━━━ Page extract
Metro Atlanta’s unemployment rate ticked up in July as solid hiring was accompanied by a much larger rush of hopeful jobseekers, the Georgia Labor Department announced Thursday.

The jobless rate rose from 6.0 percent to 6.1 percent during the month.

But the jobless rate has fallen from 7.6 percent a year ago while adding 85,000 jobs, and that kind of growth should continue, according to Rajeev Dhawan, director of the Economic Forecasting Center at Georgia State University.

Speaking Thursday during a presentation at the center’s quarterly conference, Dhawan said the jobless rate should decline through the next several years, falling below 5 percent in 2017.

However, growth slowed in the first half of this year, so 2015 will end with an addition of about 62,400 jobs. The next two years will post similar numbers, he said.

“Georgia job gains are leveling off.”

Statewide, employment will gain 82,900 jobs this year and 87,500 jobs in 2016, he said.

The past week’s roller coaster ride on Wall Street caught everyone’s attention, but by itself, it has limited direct impact on the economy. More troublesome was the apparent cause of the gyrations: uncertainty about the Chinese economy.

If China falls badly, it could roil a series of emerging markets and distort commodity prices worldwide, which in turn could shake the American consumer, he said. “That is the route that I’m worried about.”

That worry might delay the apparent plan of the Federal Reserve to start raising interest rates next months. While low rates are good for buyers, Dhawan said that the first move might spur “fence-sitters” to make the purchase they have been procrastinating.

Housing permits in metro Atlanta are up 25 percent from a year ago and the rate of increases will slow next year, he said: Permits will increase 9 percent.

According to Thursday’s report from the Labor Department, the region added 3,600 jobs – the most jobs added during July since 1996, according to data from the Bureau of Labor Statistics.

During the past three years, Atlanta has lost an average of 9,000 jobs from June to July, said Mark Butler, state labor commissioner.

But the official unemployment rate is based on the labor force – the number of people with jobs plus those who are looking for work — and the labor force rose by 20,584.

A year ago, the jobless rate was 7.6 percent. The decline since then reflects the addition of 85,000 jobs – the second-best August-to-July stretch of job creation in the past 10 years.

Of course, that includes a devastating recession and a long struggle to recover. Of the past 91 months, metro Atlanta’s jobless rate has been below the national average in only one. It remains significantly above the national rate of 5.3 percent.
━━━━━━
━━━ Supplied information
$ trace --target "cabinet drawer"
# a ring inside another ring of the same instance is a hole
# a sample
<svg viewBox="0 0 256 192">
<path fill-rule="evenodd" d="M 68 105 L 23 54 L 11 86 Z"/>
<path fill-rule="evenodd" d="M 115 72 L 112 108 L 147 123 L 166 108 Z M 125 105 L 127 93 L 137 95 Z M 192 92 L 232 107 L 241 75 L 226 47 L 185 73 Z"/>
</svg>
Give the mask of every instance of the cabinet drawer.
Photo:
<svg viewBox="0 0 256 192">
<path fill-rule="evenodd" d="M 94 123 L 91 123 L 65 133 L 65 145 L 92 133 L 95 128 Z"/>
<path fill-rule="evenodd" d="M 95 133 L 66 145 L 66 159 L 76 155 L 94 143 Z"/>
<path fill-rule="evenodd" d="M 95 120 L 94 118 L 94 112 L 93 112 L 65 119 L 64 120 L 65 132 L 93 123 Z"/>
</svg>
━━━━━━
> [The task]: Reproduce the passage of the Atlanta jobs report verbatim, covering everything from "The past week’s" down to "have been procrastinating.".

> [Finished exercise]:
The past week’s roller coaster ride on Wall Street caught everyone’s attention, but by itself, it has limited direct impact on the economy. More troublesome was the apparent cause of the gyrations: uncertainty about the Chinese economy.

If China falls badly, it could roil a series of emerging markets and distort commodity prices worldwide, which in turn could shake the American consumer, he said. “That is the route that I’m worried about.”

That worry might delay the apparent plan of the Federal Reserve to start raising interest rates next months. While low rates are good for buyers, Dhawan said that the first move might spur “fence-sitters” to make the purchase they have been procrastinating.